### Exercise prompt
Which lines in the records below contain the word "mountain"? Report each of them.

### Provided records
########################################
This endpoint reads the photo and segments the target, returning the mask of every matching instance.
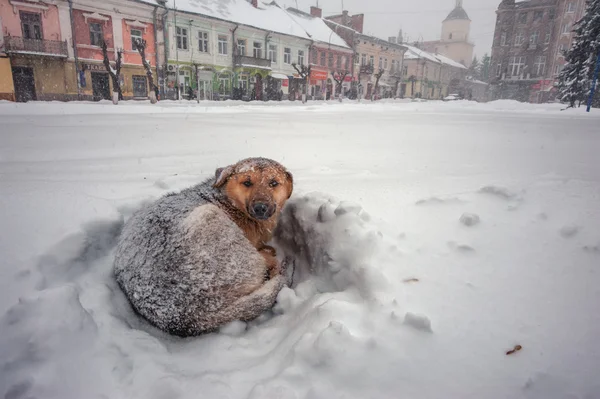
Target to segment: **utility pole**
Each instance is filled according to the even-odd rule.
[[[590,98],[588,98],[587,112],[590,112],[592,109],[592,101],[594,101],[594,93],[596,92],[596,84],[598,83],[598,74],[600,74],[600,51],[598,52],[598,58],[596,59],[596,70],[594,71],[594,80],[592,81]]]

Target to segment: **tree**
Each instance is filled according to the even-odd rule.
[[[350,75],[350,72],[348,71],[331,72],[331,76],[335,81],[335,94],[340,96],[340,101],[342,101],[342,84],[344,83],[344,80],[346,80],[346,76],[348,75]]]
[[[473,57],[473,62],[469,67],[469,76],[471,76],[473,79],[479,79],[479,68],[479,60],[477,59],[477,56],[475,56]]]
[[[373,76],[375,76],[375,92],[374,92],[373,97],[375,97],[375,95],[377,93],[377,89],[379,88],[379,79],[381,79],[381,77],[383,76],[384,73],[385,73],[385,69],[379,68],[377,73],[375,73],[373,75]]]
[[[415,96],[415,83],[417,81],[417,77],[415,75],[410,75],[408,77],[408,81],[410,82],[410,95],[412,97]]]
[[[308,78],[310,77],[310,71],[311,71],[311,66],[306,66],[304,64],[300,65],[300,67],[298,67],[297,64],[292,64],[292,66],[294,67],[294,69],[296,70],[296,72],[298,72],[298,75],[300,75],[300,78],[302,79],[302,102],[305,103],[306,102],[306,96],[307,96],[307,82],[308,82]]]
[[[589,95],[595,64],[600,53],[600,0],[587,0],[586,12],[575,24],[573,46],[565,54],[567,64],[558,77],[559,98],[569,104],[581,105]],[[594,107],[600,107],[600,95]]]
[[[150,87],[150,102],[156,104],[158,98],[158,86],[154,84],[154,76],[152,75],[152,67],[146,59],[146,41],[144,39],[137,39],[133,42],[135,49],[140,53],[142,57],[142,65],[146,70],[146,76],[148,77],[148,87]]]
[[[492,64],[492,58],[488,53],[483,55],[481,59],[481,64],[479,64],[479,79],[484,82],[488,82],[490,80],[490,66]]]
[[[363,64],[360,66],[360,69],[358,70],[358,85],[359,87],[362,87],[362,83],[361,83],[361,77],[362,75],[372,75],[373,74],[373,65],[371,64]],[[359,101],[360,101],[360,91],[358,93],[358,97],[359,97]]]
[[[117,50],[117,61],[114,69],[110,65],[110,60],[108,59],[108,47],[105,41],[102,42],[102,55],[104,56],[104,67],[106,68],[106,71],[110,75],[113,82],[113,104],[118,104],[119,100],[123,99],[121,81],[119,80],[119,77],[121,76],[121,60],[123,58],[123,50]],[[115,94],[117,94],[116,98]]]

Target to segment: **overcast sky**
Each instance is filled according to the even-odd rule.
[[[471,40],[479,58],[491,53],[496,9],[501,0],[463,0],[471,18]],[[340,14],[344,8],[350,14],[365,14],[365,33],[386,39],[402,29],[410,41],[440,38],[442,21],[452,11],[456,0],[319,0],[323,15]],[[308,11],[317,0],[279,0],[286,6]]]

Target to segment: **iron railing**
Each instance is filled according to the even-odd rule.
[[[25,53],[67,57],[67,42],[58,40],[25,39],[17,36],[5,36],[4,48],[7,53]]]
[[[236,66],[255,66],[259,68],[271,68],[271,60],[264,58],[249,57],[247,55],[236,55],[233,58]]]

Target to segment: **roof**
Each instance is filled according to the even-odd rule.
[[[408,44],[403,44],[408,50],[404,53],[405,60],[418,60],[418,59],[426,59],[431,62],[435,62],[440,64],[441,61],[436,58],[435,55],[428,53],[427,51],[423,51],[421,49],[416,48],[415,46],[409,46]]]
[[[141,1],[153,5],[157,4],[156,0]],[[323,27],[331,32],[323,21],[320,21],[320,24],[310,22],[306,23],[307,26],[301,25],[296,21],[297,18],[292,17],[290,13],[274,1],[268,4],[259,2],[258,8],[253,7],[247,0],[167,0],[166,6],[169,9],[203,15],[306,40],[315,40],[312,36],[328,36],[329,33],[324,32]],[[332,44],[348,47],[338,35],[333,34],[333,36]]]
[[[304,28],[311,40],[346,49],[350,48],[344,39],[327,26],[323,18],[313,17],[312,15],[295,8],[288,8],[285,12],[293,21]]]
[[[454,61],[454,60],[452,60],[452,59],[450,59],[450,58],[448,58],[448,57],[446,57],[444,55],[435,54],[435,58],[437,58],[438,60],[440,60],[440,62],[442,64],[450,65],[450,66],[453,66],[455,68],[467,69],[467,67],[464,66],[463,64],[461,64],[460,62],[456,62],[456,61]]]
[[[466,20],[470,21],[469,16],[467,15],[467,12],[461,6],[456,6],[454,8],[454,10],[450,11],[450,14],[448,14],[448,16],[446,17],[446,19],[444,21],[450,21],[453,19],[466,19]]]

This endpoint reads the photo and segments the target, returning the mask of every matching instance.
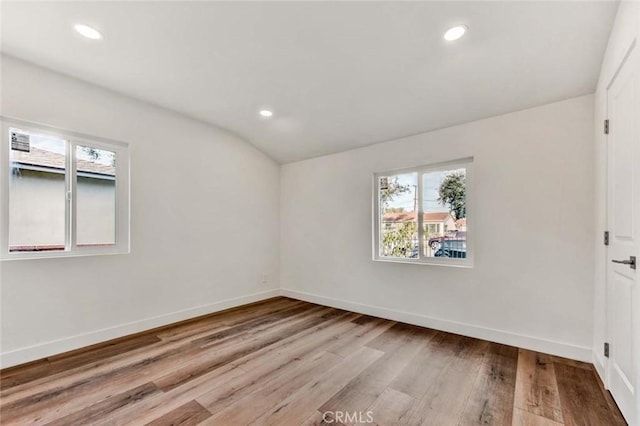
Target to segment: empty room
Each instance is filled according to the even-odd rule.
[[[0,2],[0,424],[640,426],[640,1]]]

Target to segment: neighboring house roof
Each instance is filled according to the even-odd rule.
[[[466,218],[462,218],[462,219],[456,220],[456,228],[462,229],[462,228],[464,228],[466,226],[467,226],[467,219]]]
[[[448,218],[453,218],[449,212],[423,213],[423,222],[444,222]],[[416,220],[416,212],[389,212],[382,216],[383,222],[411,222]]]
[[[47,167],[62,170],[65,167],[65,156],[51,151],[45,151],[31,147],[31,152],[11,151],[14,163],[30,166]],[[94,163],[92,161],[78,160],[77,168],[79,172],[96,173],[107,176],[115,176],[116,169],[109,164]]]

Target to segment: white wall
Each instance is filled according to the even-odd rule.
[[[607,146],[603,133],[603,122],[607,115],[607,86],[622,63],[629,48],[636,42],[635,49],[640,48],[640,2],[624,1],[620,3],[616,20],[611,30],[609,43],[605,52],[602,70],[595,93],[595,306],[594,306],[594,338],[593,363],[605,379],[603,345],[607,340],[606,332],[606,249],[602,244],[602,233],[607,229]],[[639,371],[640,373],[640,371]],[[605,380],[606,383],[606,380]],[[638,378],[640,383],[640,377]],[[639,402],[640,404],[640,402]]]
[[[1,71],[3,115],[129,142],[132,164],[131,254],[0,264],[3,367],[277,294],[274,161],[13,58]]]
[[[473,156],[475,266],[371,260],[374,172]],[[593,96],[287,164],[285,294],[591,360]]]
[[[209,125],[1,65],[3,115],[123,140],[132,156],[131,254],[0,263],[3,367],[274,295],[279,282],[294,297],[590,360],[593,96],[280,169]],[[468,156],[474,268],[373,262],[373,173]]]

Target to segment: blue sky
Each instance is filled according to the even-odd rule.
[[[440,183],[448,173],[463,171],[463,170],[448,170],[443,172],[429,172],[423,175],[422,183],[422,200],[424,203],[423,211],[425,212],[446,212],[449,211],[448,207],[443,207],[438,203],[438,189]],[[389,207],[403,207],[405,211],[413,211],[415,191],[417,187],[417,173],[406,173],[396,175],[398,182],[401,185],[410,185],[411,191],[404,193],[398,197],[395,197],[393,201],[389,203]]]

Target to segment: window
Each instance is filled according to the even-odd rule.
[[[129,251],[129,154],[107,141],[2,119],[3,259]]]
[[[376,173],[374,260],[471,266],[471,165]]]

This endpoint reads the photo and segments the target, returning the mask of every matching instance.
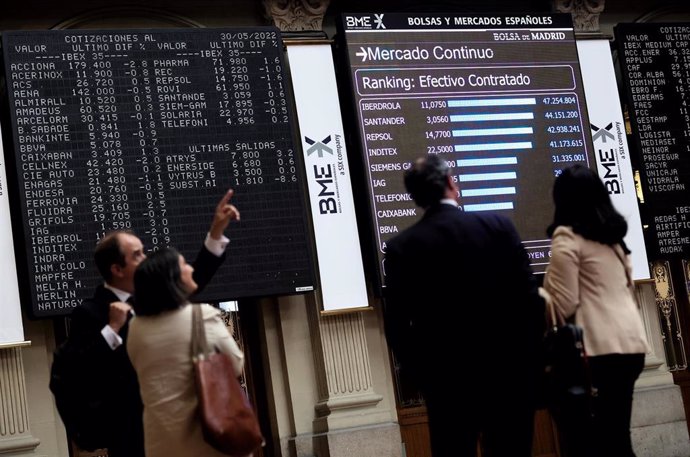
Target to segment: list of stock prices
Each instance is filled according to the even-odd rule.
[[[615,29],[647,206],[647,245],[690,254],[690,24]]]
[[[511,217],[544,271],[553,181],[594,163],[570,18],[346,15],[342,26],[380,265],[423,212],[404,170],[437,154],[462,209]]]
[[[242,214],[196,300],[313,288],[302,171],[275,28],[9,32],[2,36],[35,316],[101,281],[105,233],[193,260],[228,188]],[[9,151],[7,152],[9,153]]]

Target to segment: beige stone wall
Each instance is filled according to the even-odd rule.
[[[22,358],[31,434],[40,441],[36,455],[67,457],[69,453],[65,429],[55,409],[53,395],[48,389],[50,365],[55,350],[52,322],[25,321],[24,332],[26,339],[31,341],[31,346],[22,349]]]

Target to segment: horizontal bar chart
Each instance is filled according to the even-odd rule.
[[[534,119],[534,113],[453,114],[451,122],[521,121]]]
[[[480,203],[480,204],[476,204],[476,205],[463,205],[463,209],[467,212],[499,211],[499,210],[513,209],[513,202]]]
[[[536,98],[479,98],[467,100],[448,100],[449,108],[467,108],[476,106],[520,106],[536,105]]]
[[[458,167],[484,167],[493,165],[516,165],[517,157],[495,157],[491,159],[458,159]]]
[[[490,136],[490,135],[531,135],[532,127],[506,127],[495,129],[463,129],[453,130],[454,137]]]
[[[463,189],[460,195],[463,197],[485,197],[487,195],[514,195],[515,187],[487,187],[485,189]]]
[[[517,179],[517,173],[506,171],[503,173],[467,173],[458,175],[460,182],[498,181],[500,179]]]
[[[532,149],[531,141],[516,141],[507,143],[478,143],[478,144],[456,144],[455,152],[467,151],[500,151],[503,149]]]

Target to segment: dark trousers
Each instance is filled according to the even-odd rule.
[[[630,441],[633,389],[644,368],[644,354],[589,358],[592,387],[593,449],[596,456],[635,457]]]
[[[144,437],[122,436],[122,441],[108,446],[108,457],[144,457]]]
[[[425,393],[433,457],[475,457],[480,437],[483,457],[530,457],[534,407],[526,401],[529,395],[516,398],[520,391]]]
[[[141,401],[122,400],[114,434],[108,445],[108,457],[144,457],[144,422]]]
[[[108,457],[144,457],[144,447],[116,444],[108,448]]]

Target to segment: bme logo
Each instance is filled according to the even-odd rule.
[[[325,166],[314,165],[314,178],[319,185],[319,194],[316,196],[319,201],[319,213],[337,213],[338,205],[335,199],[335,170],[333,165],[330,163]]]
[[[323,159],[324,154],[333,155],[333,149],[329,146],[332,140],[331,135],[328,135],[321,141],[314,141],[308,136],[304,137],[304,141],[309,145],[307,148],[307,157],[316,153],[319,159]],[[321,161],[320,165],[314,164],[312,168],[312,178],[318,184],[318,194],[316,195],[316,201],[319,203],[319,213],[321,214],[336,214],[338,213],[338,201],[336,200],[336,177],[335,177],[335,167],[332,159],[329,160],[326,156],[326,163]]]
[[[609,194],[620,194],[620,166],[618,164],[618,155],[615,149],[616,145],[613,143],[616,141],[616,137],[611,133],[613,122],[610,122],[603,128],[597,127],[592,123],[590,123],[589,126],[592,129],[592,142],[595,143],[597,149],[599,164],[601,168],[606,170],[604,176],[601,176],[601,180]],[[607,146],[596,145],[596,143],[606,143],[607,140],[612,140]]]
[[[609,138],[611,140],[616,140],[616,137],[613,136],[613,133],[611,133],[611,129],[613,128],[613,122],[610,122],[609,125],[607,125],[604,128],[599,128],[596,125],[590,123],[590,127],[592,128],[592,141],[598,141],[601,139],[603,143],[606,143],[606,139]]]
[[[345,18],[345,23],[347,24],[348,27],[371,28],[371,18],[369,16],[362,16],[362,17],[347,16]]]
[[[319,158],[323,157],[324,152],[329,153],[330,155],[333,155],[333,149],[329,148],[326,146],[328,143],[331,142],[331,136],[328,135],[326,138],[324,138],[321,141],[314,141],[308,136],[304,137],[304,141],[309,144],[309,148],[307,148],[307,155],[310,156],[314,152],[316,152],[319,156]]]

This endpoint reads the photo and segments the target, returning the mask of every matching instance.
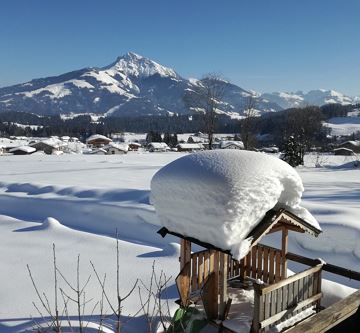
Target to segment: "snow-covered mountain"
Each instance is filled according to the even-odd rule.
[[[281,107],[226,81],[220,113],[239,116],[248,96],[260,112]],[[185,93],[196,93],[201,81],[185,79],[173,69],[129,52],[109,66],[84,68],[60,76],[0,88],[0,111],[35,114],[98,113],[107,116],[185,114]]]
[[[231,117],[243,114],[249,96],[256,100],[259,114],[305,104],[351,103],[349,97],[333,91],[261,95],[227,81],[222,84],[224,94],[218,112]],[[106,116],[194,113],[200,108],[196,103],[189,108],[184,96],[196,94],[201,85],[201,80],[185,79],[171,68],[129,52],[105,67],[84,68],[0,88],[0,112]]]
[[[306,105],[321,106],[324,104],[355,104],[360,102],[360,97],[346,96],[335,90],[311,90],[307,93],[298,91],[295,93],[288,92],[274,92],[271,94],[265,93],[261,95],[262,98],[278,104],[284,109]]]

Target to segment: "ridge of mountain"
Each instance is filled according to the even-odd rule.
[[[0,88],[0,112],[22,111],[39,115],[96,113],[105,116],[173,115],[201,112],[185,105],[184,94],[196,94],[201,80],[186,79],[175,70],[128,52],[104,67],[88,67],[58,76],[34,79]],[[294,106],[360,102],[334,90],[308,93],[265,93],[245,90],[223,81],[221,114],[243,116],[249,96],[258,114]]]

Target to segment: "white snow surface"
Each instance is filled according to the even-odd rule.
[[[144,137],[131,134],[126,139]],[[17,142],[22,140],[0,139],[4,145],[15,142],[19,145]],[[53,306],[52,243],[56,244],[58,266],[70,282],[76,280],[78,254],[81,282],[93,275],[86,290],[87,298],[94,301],[86,307],[85,319],[92,321],[87,331],[97,332],[92,325],[98,322],[99,308],[92,319],[90,314],[101,290],[89,260],[101,276],[107,273],[107,289],[115,301],[116,228],[120,239],[121,295],[128,293],[136,278],[149,283],[155,261],[157,272],[163,269],[168,277],[172,276],[167,298],[171,310],[176,309],[174,278],[179,273],[179,240],[172,236],[162,239],[156,233],[160,221],[149,203],[149,194],[153,175],[182,156],[188,153],[0,156],[0,332],[30,333],[34,332],[33,320],[42,323],[32,305],[38,302],[26,264],[40,292],[46,292]],[[289,251],[360,271],[360,169],[343,166],[350,157],[324,155],[320,168],[314,166],[316,161],[316,156],[307,155],[305,166],[297,171],[305,187],[302,205],[314,214],[323,233],[315,238],[290,232]],[[266,236],[263,242],[279,248],[281,239],[277,236]],[[293,262],[289,266],[295,272],[305,269]],[[324,278],[331,280],[323,279],[322,283],[325,306],[360,287],[357,281],[330,273],[324,272]],[[64,286],[61,279],[59,284]],[[146,299],[147,291],[142,288],[141,293]],[[139,310],[137,291],[123,306],[122,332],[148,332],[142,313],[132,318]],[[110,313],[108,307],[105,310]],[[75,318],[76,311],[71,309],[70,313]],[[76,322],[72,324],[76,327]],[[106,324],[107,332],[114,332],[113,322]]]
[[[272,208],[285,208],[320,229],[300,206],[304,187],[287,163],[263,153],[204,151],[163,167],[151,181],[152,203],[170,231],[241,259],[249,232]]]

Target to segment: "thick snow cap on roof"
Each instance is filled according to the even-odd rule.
[[[298,173],[264,153],[215,150],[194,153],[164,166],[151,181],[151,200],[163,226],[241,259],[249,232],[270,209],[285,208],[320,229],[300,206]]]
[[[98,139],[101,139],[101,140],[104,140],[104,141],[109,141],[109,142],[112,141],[111,139],[109,139],[109,138],[106,137],[105,135],[93,134],[93,135],[89,136],[89,137],[86,139],[86,142],[90,142],[90,141],[98,140]]]

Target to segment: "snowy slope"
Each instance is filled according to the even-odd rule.
[[[264,93],[262,98],[277,103],[282,108],[301,107],[306,105],[325,105],[325,104],[356,104],[359,103],[360,97],[350,97],[335,90],[318,89],[311,90],[307,93],[298,92],[274,92]]]
[[[129,52],[108,66],[84,68],[60,76],[0,88],[0,112],[36,114],[97,113],[107,116],[184,114],[185,92],[201,81],[182,78],[173,69]],[[278,111],[276,103],[224,81],[219,113],[242,114],[246,98],[257,98],[261,112]],[[192,109],[196,112],[196,105]]]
########################################
### Output of the exercise
Target to segment: "snow-covered mountain"
Target to segment: "ridge of mountain"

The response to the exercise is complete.